● **What is expected**
What does the data read, word for word, from the line containing "of the green" through its final line? Give those lines only.

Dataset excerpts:
· · ·
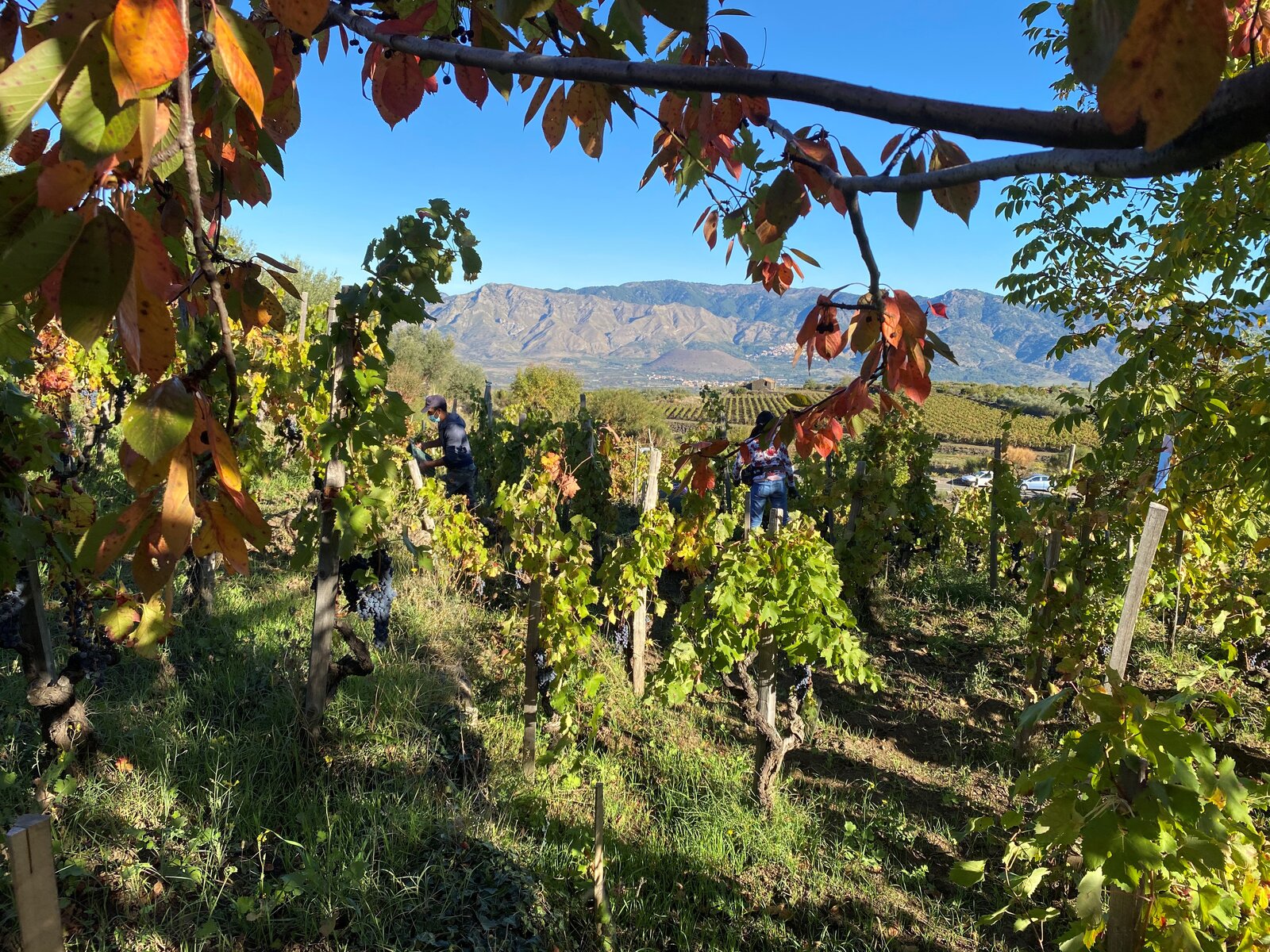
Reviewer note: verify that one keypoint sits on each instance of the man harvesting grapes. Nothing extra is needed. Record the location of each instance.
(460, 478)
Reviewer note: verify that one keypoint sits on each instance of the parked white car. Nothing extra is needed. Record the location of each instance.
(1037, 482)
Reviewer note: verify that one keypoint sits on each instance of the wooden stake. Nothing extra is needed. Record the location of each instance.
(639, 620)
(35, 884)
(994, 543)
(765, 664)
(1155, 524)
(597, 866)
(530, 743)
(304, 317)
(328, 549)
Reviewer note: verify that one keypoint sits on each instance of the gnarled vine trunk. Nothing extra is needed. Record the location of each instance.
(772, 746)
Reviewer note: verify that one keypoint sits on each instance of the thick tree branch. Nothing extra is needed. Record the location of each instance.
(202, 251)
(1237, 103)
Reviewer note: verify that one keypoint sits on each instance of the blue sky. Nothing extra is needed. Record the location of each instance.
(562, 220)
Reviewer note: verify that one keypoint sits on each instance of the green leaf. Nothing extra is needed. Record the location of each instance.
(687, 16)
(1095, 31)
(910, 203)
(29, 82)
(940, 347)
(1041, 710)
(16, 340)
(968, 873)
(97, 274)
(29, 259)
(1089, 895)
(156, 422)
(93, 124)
· · ·
● **Output**
Reviewer note: verify that one keypoint sits on each instance of the green leaf. Nothing extra is needed. Record the location of each instance.
(687, 16)
(1095, 31)
(910, 203)
(29, 82)
(940, 347)
(1041, 710)
(16, 340)
(968, 873)
(97, 274)
(29, 259)
(1089, 895)
(156, 422)
(93, 124)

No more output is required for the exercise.